Dataset excerpts on object pointing

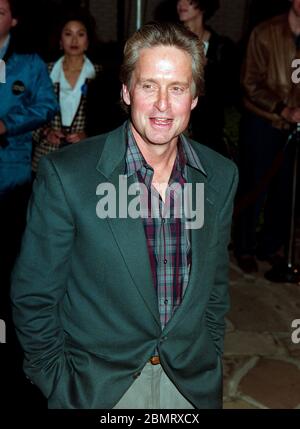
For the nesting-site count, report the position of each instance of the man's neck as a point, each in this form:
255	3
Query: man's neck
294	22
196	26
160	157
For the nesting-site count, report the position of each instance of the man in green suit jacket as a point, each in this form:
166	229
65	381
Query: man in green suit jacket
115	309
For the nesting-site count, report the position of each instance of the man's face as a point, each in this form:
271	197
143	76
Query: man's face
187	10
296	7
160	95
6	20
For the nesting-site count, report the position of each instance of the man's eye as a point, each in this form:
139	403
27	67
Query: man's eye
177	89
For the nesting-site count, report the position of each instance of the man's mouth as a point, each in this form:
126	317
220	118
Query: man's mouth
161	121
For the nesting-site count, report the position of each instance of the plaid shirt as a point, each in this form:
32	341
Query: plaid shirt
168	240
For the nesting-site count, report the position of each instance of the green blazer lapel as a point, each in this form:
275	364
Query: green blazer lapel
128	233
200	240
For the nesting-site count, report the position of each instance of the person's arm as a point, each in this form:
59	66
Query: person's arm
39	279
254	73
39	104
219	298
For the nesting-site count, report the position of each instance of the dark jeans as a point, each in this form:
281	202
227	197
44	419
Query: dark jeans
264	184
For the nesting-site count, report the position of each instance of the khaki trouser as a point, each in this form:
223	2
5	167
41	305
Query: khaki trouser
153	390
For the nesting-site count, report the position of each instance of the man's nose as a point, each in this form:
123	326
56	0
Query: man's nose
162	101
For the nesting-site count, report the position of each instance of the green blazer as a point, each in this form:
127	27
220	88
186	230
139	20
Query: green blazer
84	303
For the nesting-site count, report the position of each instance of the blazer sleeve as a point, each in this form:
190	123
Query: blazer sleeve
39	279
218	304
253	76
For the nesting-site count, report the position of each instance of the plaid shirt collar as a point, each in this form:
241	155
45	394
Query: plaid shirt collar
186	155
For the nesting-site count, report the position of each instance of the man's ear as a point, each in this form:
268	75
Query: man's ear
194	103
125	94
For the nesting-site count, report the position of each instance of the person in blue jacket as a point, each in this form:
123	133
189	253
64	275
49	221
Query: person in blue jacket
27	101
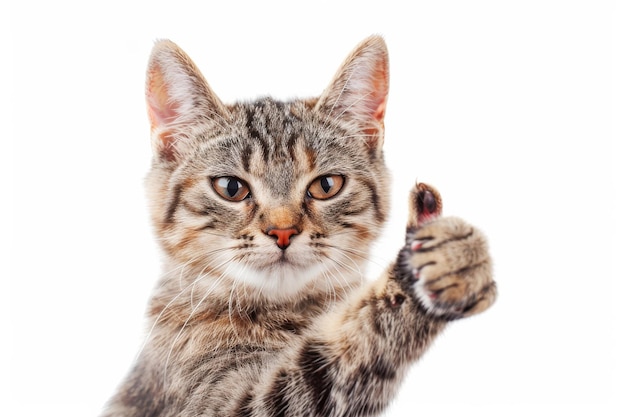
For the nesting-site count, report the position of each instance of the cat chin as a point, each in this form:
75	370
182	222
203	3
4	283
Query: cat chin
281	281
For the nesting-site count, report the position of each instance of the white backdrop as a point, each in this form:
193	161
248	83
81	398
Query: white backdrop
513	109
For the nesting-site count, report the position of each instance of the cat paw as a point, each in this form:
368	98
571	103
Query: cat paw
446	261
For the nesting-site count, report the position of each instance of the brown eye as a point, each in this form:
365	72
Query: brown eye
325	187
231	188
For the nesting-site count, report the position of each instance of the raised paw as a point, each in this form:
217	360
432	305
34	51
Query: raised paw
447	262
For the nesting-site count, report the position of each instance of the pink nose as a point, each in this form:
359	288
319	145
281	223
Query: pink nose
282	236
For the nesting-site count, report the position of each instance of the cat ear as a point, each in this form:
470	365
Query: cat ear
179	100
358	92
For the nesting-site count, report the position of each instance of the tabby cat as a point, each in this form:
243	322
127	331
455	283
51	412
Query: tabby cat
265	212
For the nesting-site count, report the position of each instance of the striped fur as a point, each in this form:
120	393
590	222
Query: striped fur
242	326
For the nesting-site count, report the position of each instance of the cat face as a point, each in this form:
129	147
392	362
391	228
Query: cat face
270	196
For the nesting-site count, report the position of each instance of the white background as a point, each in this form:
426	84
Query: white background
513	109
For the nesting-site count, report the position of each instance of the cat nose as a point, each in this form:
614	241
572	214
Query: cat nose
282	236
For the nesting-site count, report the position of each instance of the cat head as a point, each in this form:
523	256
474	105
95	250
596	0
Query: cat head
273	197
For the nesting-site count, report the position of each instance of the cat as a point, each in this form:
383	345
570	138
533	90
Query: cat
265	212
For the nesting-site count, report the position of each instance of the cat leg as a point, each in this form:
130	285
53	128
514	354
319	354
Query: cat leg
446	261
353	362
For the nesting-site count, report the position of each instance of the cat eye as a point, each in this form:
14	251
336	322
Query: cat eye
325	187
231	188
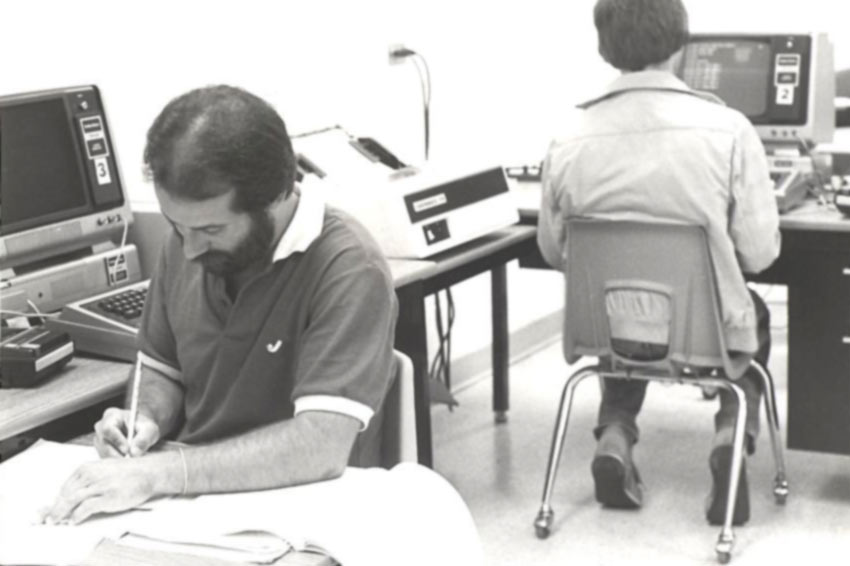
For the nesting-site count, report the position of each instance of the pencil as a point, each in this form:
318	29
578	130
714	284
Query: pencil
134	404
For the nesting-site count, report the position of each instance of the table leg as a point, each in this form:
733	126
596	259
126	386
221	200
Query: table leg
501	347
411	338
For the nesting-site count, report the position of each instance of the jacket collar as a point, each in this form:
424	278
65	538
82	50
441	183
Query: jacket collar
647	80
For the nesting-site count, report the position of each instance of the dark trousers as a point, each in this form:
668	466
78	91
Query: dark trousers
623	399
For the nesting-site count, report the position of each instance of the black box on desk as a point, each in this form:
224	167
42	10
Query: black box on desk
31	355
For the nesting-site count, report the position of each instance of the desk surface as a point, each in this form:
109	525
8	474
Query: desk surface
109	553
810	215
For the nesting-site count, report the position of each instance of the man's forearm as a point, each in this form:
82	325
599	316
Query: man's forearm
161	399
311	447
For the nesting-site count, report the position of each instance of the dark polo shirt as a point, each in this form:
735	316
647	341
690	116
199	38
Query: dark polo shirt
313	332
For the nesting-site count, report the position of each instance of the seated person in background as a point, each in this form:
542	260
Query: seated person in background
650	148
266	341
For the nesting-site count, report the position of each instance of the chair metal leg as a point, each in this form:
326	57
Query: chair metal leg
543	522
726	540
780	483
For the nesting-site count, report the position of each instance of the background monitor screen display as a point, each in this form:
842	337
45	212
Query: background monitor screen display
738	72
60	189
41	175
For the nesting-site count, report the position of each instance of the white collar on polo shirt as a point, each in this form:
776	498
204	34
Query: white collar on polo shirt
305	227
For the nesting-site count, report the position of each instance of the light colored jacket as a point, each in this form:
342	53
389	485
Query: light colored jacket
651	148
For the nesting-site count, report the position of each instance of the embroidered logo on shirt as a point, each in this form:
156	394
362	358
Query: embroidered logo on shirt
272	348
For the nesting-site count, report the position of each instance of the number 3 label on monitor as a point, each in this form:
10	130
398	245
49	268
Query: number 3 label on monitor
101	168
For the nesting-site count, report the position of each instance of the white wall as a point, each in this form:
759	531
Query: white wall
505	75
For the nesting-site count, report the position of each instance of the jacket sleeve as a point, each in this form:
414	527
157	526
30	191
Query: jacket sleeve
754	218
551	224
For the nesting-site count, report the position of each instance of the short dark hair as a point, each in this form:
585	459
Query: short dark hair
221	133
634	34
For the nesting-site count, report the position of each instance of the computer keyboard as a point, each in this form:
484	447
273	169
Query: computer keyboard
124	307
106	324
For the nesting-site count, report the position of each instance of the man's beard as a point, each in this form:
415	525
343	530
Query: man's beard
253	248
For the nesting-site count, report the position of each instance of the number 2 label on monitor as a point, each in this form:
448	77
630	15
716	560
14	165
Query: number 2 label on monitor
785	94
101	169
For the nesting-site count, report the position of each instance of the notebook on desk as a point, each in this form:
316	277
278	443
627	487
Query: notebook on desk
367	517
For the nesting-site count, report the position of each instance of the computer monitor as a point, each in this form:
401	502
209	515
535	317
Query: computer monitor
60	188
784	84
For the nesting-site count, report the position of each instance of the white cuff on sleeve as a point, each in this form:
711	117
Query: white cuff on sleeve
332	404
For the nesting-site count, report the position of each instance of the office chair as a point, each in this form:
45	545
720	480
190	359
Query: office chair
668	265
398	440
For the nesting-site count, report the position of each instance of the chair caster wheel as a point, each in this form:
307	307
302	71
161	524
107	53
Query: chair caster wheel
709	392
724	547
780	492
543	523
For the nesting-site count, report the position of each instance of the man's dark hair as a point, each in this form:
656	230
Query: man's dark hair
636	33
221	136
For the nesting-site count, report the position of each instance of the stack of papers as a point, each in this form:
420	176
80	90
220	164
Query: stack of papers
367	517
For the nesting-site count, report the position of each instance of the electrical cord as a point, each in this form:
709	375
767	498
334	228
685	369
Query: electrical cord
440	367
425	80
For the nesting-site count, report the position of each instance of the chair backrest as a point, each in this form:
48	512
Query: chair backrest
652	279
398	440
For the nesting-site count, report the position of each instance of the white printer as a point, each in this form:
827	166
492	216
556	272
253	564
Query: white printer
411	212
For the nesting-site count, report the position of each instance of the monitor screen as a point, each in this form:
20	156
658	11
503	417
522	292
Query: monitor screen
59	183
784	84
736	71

- [Written problem]:
Copy each line exactly, from the line containing "the man's dark" down to the last line of the material, and no other lines.

- [Response to this exercise]:
For the nesting-site count, report the position of each instance of the man's dark hair as a point, each in this form:
656	230
Query: man's dark hair
636	33
221	136
For the nesting-site count, report the position of each instance of the stack of papers as a point, each in this form:
420	176
80	90
220	164
Query: stack of papers
367	517
For the nesting-site count, report the position of each instance of the electrical cord as a point, each in this form:
709	375
767	498
334	228
685	369
Query: electrical cord
440	367
425	80
For the nesting-site count, report the position of each instance of the chair backrest as a point, each in this form:
48	512
Query: chair backrest
652	279
398	440
For the nesting-site count, report the position of each instance of the white printer as a point, each in this form:
827	166
492	216
556	272
253	564
Query: white printer
411	212
For the nesting-site count, report the position of each instance of the monitor screen as a point, each in this form:
20	156
658	11
503	417
522	292
Query: monitor screen
59	183
784	84
736	71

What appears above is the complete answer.